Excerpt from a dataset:

################

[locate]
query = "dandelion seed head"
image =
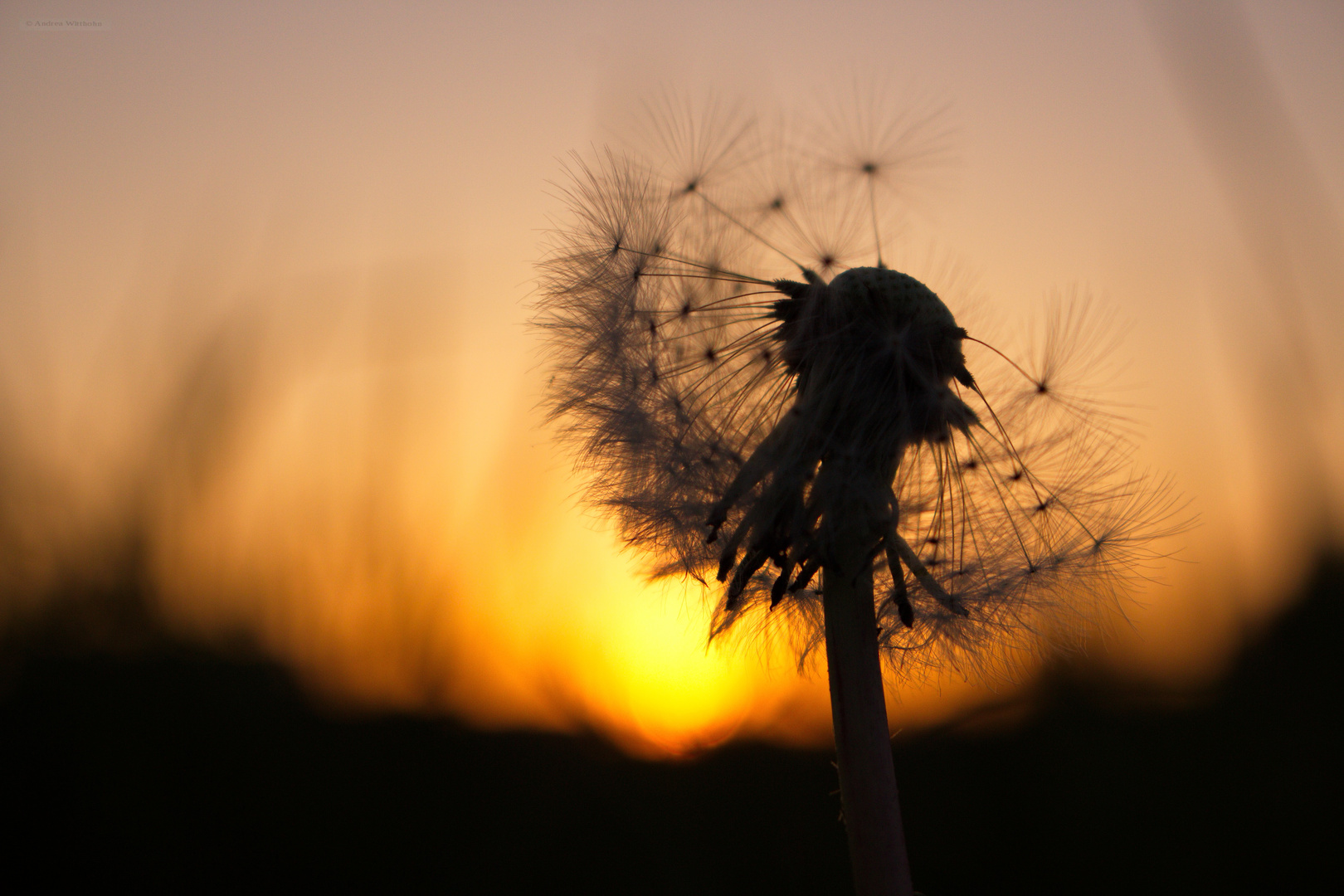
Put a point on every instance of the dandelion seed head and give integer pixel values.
(756, 414)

################

(Written exercise) Reproduce the data above line for line, leaving out the picture.

(Worked answer)
[locate]
query = "dandelion seed head"
image =
Put a point on every instance of the dandelion seed head and give integer pixel values.
(756, 414)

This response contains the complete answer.